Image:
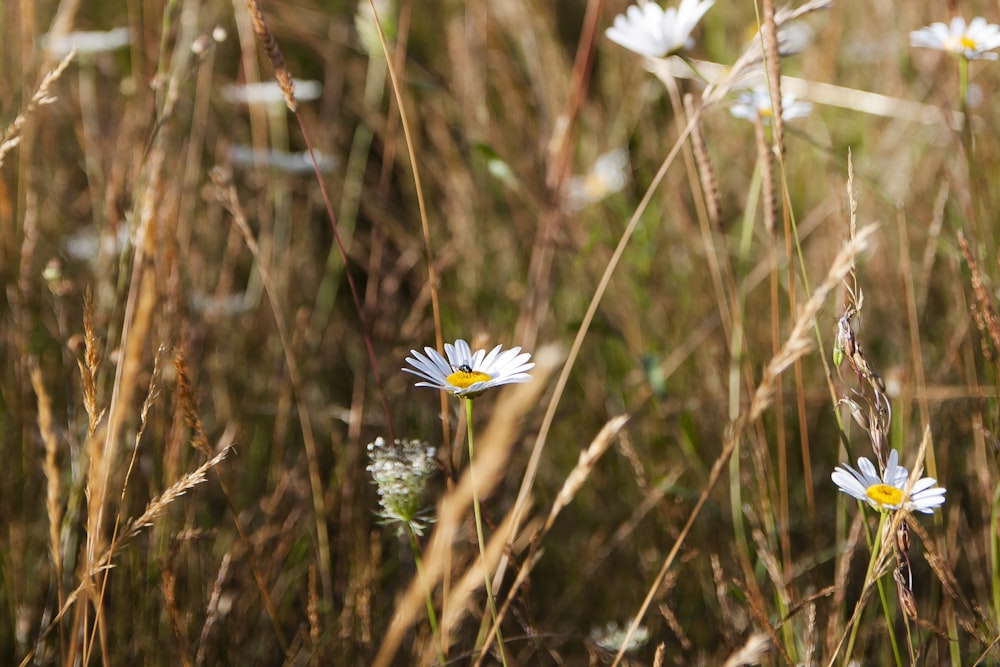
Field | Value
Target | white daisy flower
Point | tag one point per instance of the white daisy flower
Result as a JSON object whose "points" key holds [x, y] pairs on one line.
{"points": [[972, 42], [887, 493], [649, 30], [756, 103], [466, 373]]}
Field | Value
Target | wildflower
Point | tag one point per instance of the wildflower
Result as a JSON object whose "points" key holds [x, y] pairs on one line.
{"points": [[606, 177], [88, 42], [756, 103], [612, 636], [269, 92], [400, 471], [650, 31], [469, 374], [888, 492], [972, 42]]}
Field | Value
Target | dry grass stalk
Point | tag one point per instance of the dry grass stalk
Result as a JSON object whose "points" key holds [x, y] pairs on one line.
{"points": [[983, 312], [769, 195], [584, 466], [212, 610], [89, 366], [273, 52], [158, 506], [772, 62], [492, 455], [50, 467], [227, 196], [103, 562], [799, 342], [706, 173], [12, 133]]}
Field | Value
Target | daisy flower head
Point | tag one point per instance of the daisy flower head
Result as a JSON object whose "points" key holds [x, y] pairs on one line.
{"points": [[649, 30], [466, 373], [756, 103], [888, 492], [974, 41]]}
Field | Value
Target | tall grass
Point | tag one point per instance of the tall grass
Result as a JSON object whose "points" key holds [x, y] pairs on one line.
{"points": [[197, 347]]}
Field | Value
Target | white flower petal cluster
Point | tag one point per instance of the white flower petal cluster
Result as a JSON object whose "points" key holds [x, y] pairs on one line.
{"points": [[466, 373], [400, 471], [974, 41], [756, 103], [649, 30], [887, 493]]}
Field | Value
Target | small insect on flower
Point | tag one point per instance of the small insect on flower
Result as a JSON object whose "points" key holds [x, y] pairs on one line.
{"points": [[974, 41], [888, 492], [466, 373]]}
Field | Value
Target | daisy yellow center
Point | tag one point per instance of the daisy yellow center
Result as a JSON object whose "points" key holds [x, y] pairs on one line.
{"points": [[885, 495], [464, 379]]}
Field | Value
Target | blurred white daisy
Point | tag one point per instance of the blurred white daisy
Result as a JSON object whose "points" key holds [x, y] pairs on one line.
{"points": [[466, 373], [400, 471], [612, 636], [887, 493], [608, 176], [972, 42], [756, 103], [649, 30], [88, 42]]}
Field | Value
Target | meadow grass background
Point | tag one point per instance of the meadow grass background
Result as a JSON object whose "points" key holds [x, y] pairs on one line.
{"points": [[195, 342]]}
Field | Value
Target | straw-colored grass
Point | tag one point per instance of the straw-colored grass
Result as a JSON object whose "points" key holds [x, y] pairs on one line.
{"points": [[197, 350]]}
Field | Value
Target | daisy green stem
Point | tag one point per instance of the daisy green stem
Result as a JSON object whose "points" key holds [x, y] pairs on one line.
{"points": [[875, 546], [431, 616], [995, 554], [479, 531]]}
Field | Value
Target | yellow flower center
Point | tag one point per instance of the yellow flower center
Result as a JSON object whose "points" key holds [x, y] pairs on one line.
{"points": [[885, 495], [464, 377]]}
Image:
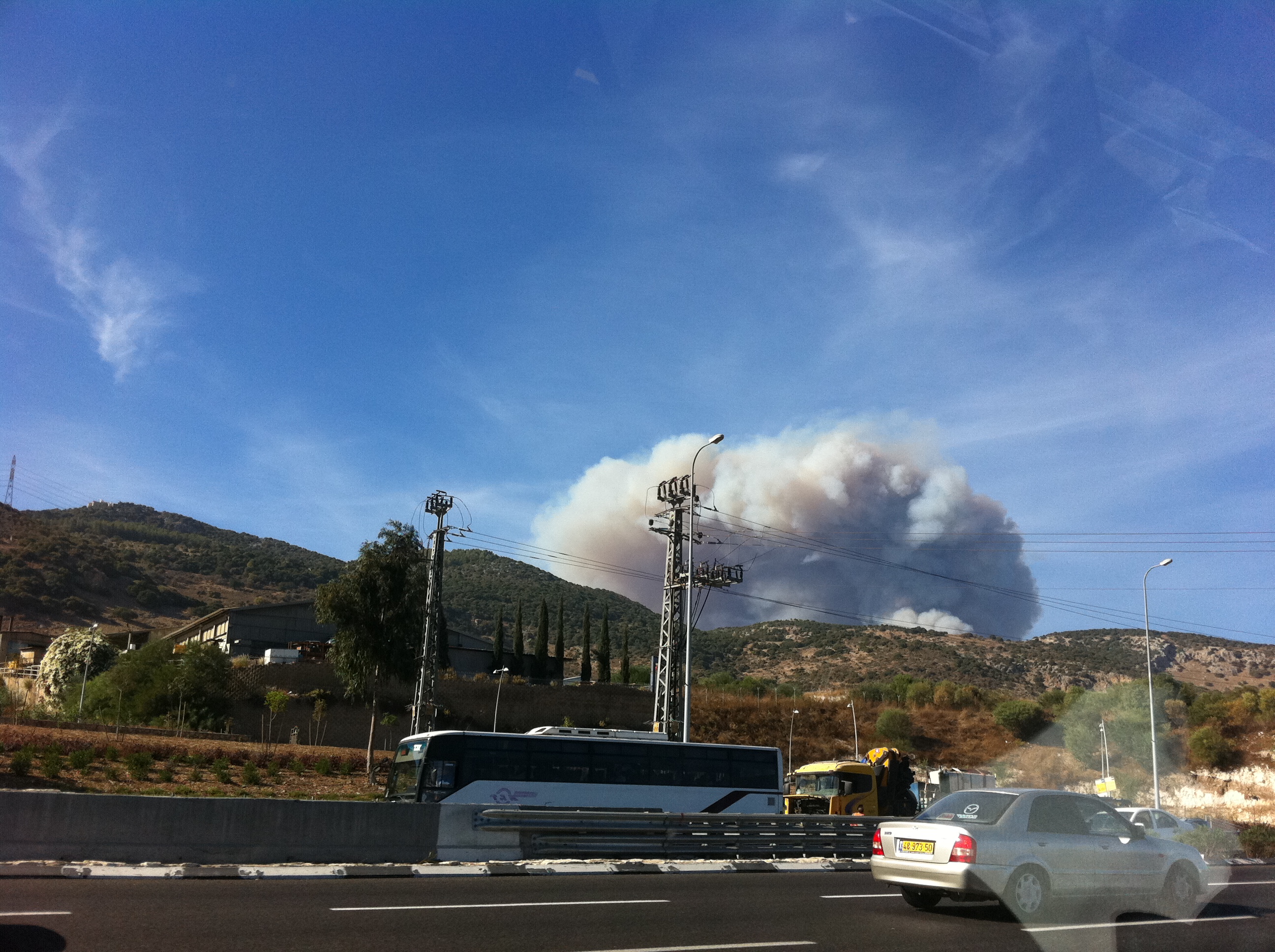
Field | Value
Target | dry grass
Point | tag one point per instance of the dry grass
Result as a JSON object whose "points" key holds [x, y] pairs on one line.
{"points": [[188, 779]]}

::::::::

Transcribe the listing in full and omit the pictures.

**Worked solution**
Image:
Field | Value
Target | white daisy flower
Point | tag one point per instance of the white daisy flower
Result as a JSON object whose "points" key holds [x, y] pairs on one line.
{"points": [[972, 42], [887, 493], [649, 30], [756, 103], [466, 373]]}
Field | Value
Target | wildflower
Point | tag one point per instance of the wildflower
Result as a JSON object whose "points" key holds [x, y] pairs on one line.
{"points": [[606, 177], [88, 42], [756, 103], [612, 636], [269, 92], [400, 471], [650, 31], [469, 374], [888, 492], [972, 42]]}
Field | Value
Target | dry grass stalk
Point | tag one point per instance of the dry grass stalk
Result as a JSON object whose "points" key holds [x, y] pairs on one line.
{"points": [[983, 312], [769, 195], [584, 466], [212, 610], [89, 366], [273, 52], [158, 506], [772, 62], [492, 455], [50, 467], [227, 196], [103, 562], [799, 342], [706, 173], [12, 133]]}
Field | Value
Target | daisy flower head
Point | tag one point per instance of the daisy flower head
Result as a JSON object whose "points" key holds [x, y] pairs on one line.
{"points": [[649, 30], [466, 373], [756, 103], [888, 492], [974, 41]]}
Field | Value
Target | tall grass
Point | tag one point per instance of the tall grass
Result as a JSON object whose "points" key holds [x, y] pairs on one line.
{"points": [[197, 347]]}
Field | Value
Target | white flower petal cluster
Point | tag one point per instance of the white flower petal cluster
Result as a JSON object whose "points" key holds [x, y] pairs on one line.
{"points": [[466, 373], [400, 471], [974, 41], [756, 103], [649, 30], [887, 493]]}
Field | Value
Target | small insect on flower
Point | tag one point per instance of the small insect on flower
Result as a JSON object whose "points" key holds [x, y] pairs on one line.
{"points": [[974, 41], [888, 492], [466, 373]]}
Field | Value
Target | daisy yellow center
Point | tag one point per instance of the daisy yellow center
Result as a JSON object whose "points" key holds [x, y] pairs on one line.
{"points": [[885, 495], [464, 379]]}
Field | Value
Target | blurred white daisy
Point | tag one point per instance of the blurred white daisy
Result as a JSON object whose "points" key holds [x, y] pairs on one line.
{"points": [[466, 373], [400, 471], [612, 636], [887, 493], [608, 176], [972, 42], [756, 103], [649, 30], [88, 42]]}
Field | Value
Target | meadow grass background
Point | tag one point per instance of the meadow grass background
Result as a JSON object whose "points" key holds [x, y] pairs on one line.
{"points": [[195, 342]]}
Field | Value
Target | straw-colored grass
Point | tag one point per instance of the straw-colored grass
Result as a JSON object whose "points" key holds [x, y] pairs on one line.
{"points": [[197, 350]]}
Field | Value
Target | daisy green stem
Point | tag one point per instance of the daisy green stem
Result as a JSON object whose "points" key holds [x, y] pairs on one line.
{"points": [[875, 546], [431, 616], [995, 554], [479, 531]]}
Field | Value
Target | yellow flower center
Point | tag one point per instance of the yellow flower center
Result as a JSON object whose "points" key holds [x, y] pairs on one line.
{"points": [[885, 495], [464, 377]]}
Image:
Field | Value
Target | dry grass
Point | tag one point per instance of the dry grass
Result as a JSON object whose "points" key holds [x, y] pairs on one line.
{"points": [[188, 779]]}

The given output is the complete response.